__The task__
From the line with "# point at: bare" through the final line below, restate each line word for word and return nothing else.

__Records provided__
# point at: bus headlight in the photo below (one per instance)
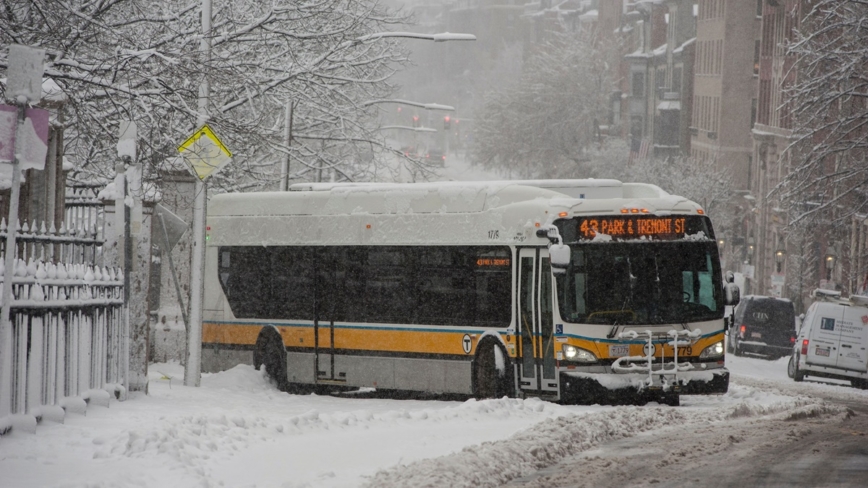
(713, 351)
(573, 353)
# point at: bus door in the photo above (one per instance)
(325, 309)
(537, 367)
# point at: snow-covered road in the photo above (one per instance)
(238, 430)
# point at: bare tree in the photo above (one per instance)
(543, 124)
(140, 60)
(829, 113)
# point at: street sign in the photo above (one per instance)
(34, 134)
(175, 226)
(127, 139)
(204, 153)
(24, 73)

__Answer box__
# point at: bare tree in the photo above (one per instance)
(543, 124)
(140, 60)
(829, 113)
# point at: street sign in the photo above (one per instance)
(34, 134)
(175, 226)
(127, 139)
(204, 153)
(24, 73)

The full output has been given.